### Excerpt
A historical overview of goal commitment

The importance of goal commitment was first recognised by Edwin A. Locke (1968), who defined the construct as an unwillingness to abandon a goal, together with continued effort to achieve it. Hollenbeck, Klein, O’Leary, and Wright (1989) initially developed a nine-item scale that measured cognitive, volitional, and behavioural intentional facets of what was purported to be a unidimensional construct of goal commitment. However, Deshon and Landis (1997) outlined that the nine-item measure was not a unidimensional construct, but that two factors could be differentiated: one associated with commitment and another pertaining to the cognitive aspect of goal attainment. Instead of rebutting contrasting views, Klein, Wesson, Hollenbeck, Wright, and DeShon (2001) collaborated on a meta-analytical investigation of goal commitment, which yielded a unidimensional construct (based on a five-item scale).

(Point-based annotation data)
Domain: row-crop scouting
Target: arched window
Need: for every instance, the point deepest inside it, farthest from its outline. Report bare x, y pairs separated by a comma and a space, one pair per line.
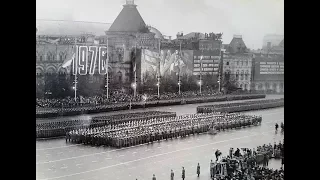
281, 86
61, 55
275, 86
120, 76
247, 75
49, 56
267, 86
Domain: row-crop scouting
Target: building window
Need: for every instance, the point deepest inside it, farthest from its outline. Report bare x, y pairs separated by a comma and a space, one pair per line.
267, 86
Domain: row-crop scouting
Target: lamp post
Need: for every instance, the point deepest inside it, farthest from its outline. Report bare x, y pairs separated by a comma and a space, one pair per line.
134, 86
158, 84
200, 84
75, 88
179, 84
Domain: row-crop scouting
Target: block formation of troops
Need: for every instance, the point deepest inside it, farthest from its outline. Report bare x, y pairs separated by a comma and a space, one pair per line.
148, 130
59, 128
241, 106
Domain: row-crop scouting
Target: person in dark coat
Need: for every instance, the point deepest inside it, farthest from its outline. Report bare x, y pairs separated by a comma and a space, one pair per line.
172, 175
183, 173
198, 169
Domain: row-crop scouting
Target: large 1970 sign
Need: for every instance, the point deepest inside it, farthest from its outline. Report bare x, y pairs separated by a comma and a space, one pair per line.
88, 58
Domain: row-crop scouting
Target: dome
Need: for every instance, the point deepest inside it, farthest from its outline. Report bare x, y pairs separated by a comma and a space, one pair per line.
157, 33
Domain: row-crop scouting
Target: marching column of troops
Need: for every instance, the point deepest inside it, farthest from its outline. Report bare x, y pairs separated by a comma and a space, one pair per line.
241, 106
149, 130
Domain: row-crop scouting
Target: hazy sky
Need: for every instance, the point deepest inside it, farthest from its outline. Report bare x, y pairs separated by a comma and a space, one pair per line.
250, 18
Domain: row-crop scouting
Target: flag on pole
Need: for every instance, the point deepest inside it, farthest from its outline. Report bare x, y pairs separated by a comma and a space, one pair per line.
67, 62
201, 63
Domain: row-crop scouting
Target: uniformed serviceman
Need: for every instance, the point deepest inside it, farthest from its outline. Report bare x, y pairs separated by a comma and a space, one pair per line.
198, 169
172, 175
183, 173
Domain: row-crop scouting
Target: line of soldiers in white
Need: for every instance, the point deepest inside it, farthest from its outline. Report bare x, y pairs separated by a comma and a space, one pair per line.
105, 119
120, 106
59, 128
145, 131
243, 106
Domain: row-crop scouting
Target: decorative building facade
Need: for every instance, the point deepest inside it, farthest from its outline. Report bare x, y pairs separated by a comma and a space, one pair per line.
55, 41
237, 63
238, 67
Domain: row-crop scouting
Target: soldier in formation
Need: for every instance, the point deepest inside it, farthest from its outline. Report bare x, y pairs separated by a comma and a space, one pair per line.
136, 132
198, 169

==

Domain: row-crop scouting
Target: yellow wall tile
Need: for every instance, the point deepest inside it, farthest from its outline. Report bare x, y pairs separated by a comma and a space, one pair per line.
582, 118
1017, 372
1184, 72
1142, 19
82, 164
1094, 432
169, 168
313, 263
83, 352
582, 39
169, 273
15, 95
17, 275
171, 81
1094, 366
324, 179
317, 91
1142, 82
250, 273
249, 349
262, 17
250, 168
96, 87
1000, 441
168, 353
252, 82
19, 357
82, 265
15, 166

==

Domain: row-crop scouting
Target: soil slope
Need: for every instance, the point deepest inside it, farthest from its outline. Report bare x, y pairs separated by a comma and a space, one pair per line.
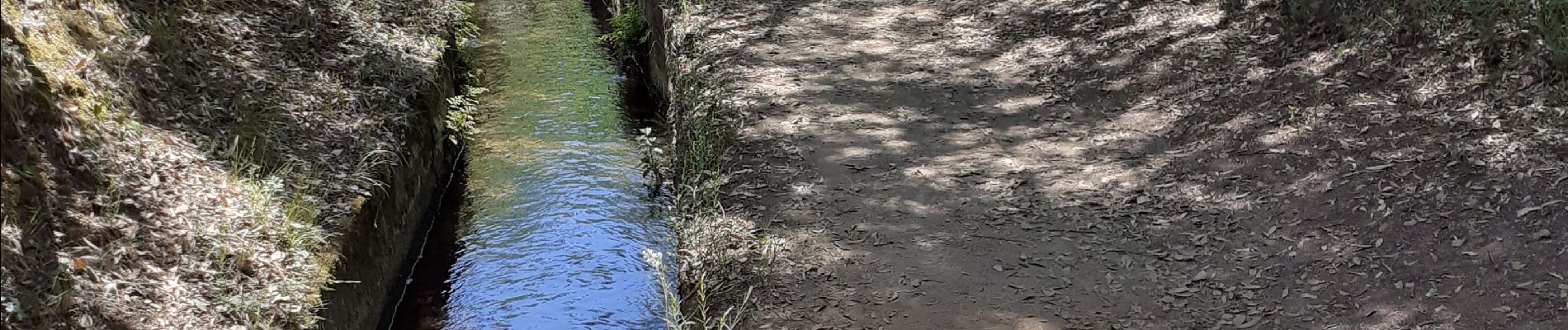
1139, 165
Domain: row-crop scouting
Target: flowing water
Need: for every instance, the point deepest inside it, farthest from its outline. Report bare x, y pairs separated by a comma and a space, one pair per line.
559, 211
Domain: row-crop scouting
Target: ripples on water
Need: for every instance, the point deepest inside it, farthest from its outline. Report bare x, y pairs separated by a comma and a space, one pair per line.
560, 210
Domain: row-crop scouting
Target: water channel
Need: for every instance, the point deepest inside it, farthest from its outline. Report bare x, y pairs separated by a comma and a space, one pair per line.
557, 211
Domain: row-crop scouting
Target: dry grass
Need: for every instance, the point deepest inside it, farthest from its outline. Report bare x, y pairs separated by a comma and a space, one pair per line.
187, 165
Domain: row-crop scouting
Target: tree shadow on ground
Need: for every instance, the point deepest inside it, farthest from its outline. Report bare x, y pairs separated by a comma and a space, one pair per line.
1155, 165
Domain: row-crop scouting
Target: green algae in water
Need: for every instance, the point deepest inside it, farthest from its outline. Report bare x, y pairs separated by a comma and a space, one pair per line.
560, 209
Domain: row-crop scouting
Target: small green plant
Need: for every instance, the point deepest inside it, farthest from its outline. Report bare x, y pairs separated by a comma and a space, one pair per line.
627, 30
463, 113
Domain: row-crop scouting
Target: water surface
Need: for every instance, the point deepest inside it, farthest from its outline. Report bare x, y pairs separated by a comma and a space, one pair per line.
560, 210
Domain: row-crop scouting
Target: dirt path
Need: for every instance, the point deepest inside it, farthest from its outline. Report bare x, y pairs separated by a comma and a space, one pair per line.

### Instruction A
Using the goal commitment overview, decide whether each statement agrees with it: (i) Edwin A. Locke first recognized the importance of goal commitment in 1968. (ii) Hollenbeck, Klein, O'Leary, and Wright initially developed a five-item scale. (iii) Deshon and Landis concluded that the nine-item measure was a unidimensional construct. For each one, answer yes or no and quote the deciding words.
### Instruction B
Translate this sentence from the goal commitment overview into Spanish: "Instead of rebutting contrasting views, Klein, Wesson, Hollenbeck, Wright, and DeShon (2001) collaborated on a meta-analytical investigation of goal commitment, which yielded a unidimensional construct (based on a five-item scale)."

### Written response A
(i) Yes: "The importance of goal commitment was first recognised by Edwin A. Locke (1968)"
(ii) No: "initially developed a nine-item scale"
(iii) No: "the nine-item measure was not a unidimensional construct"

### Written response B
En lugar de refutar las opiniones contrarias, Klein, Wesson, Hollenbeck, Wright y DeShon (2001) colaboraron en una investigación metaanalítica sobre el compromiso con las metas, que dio como resultado un constructo unidimensional (basado en una escala de cinco ítems).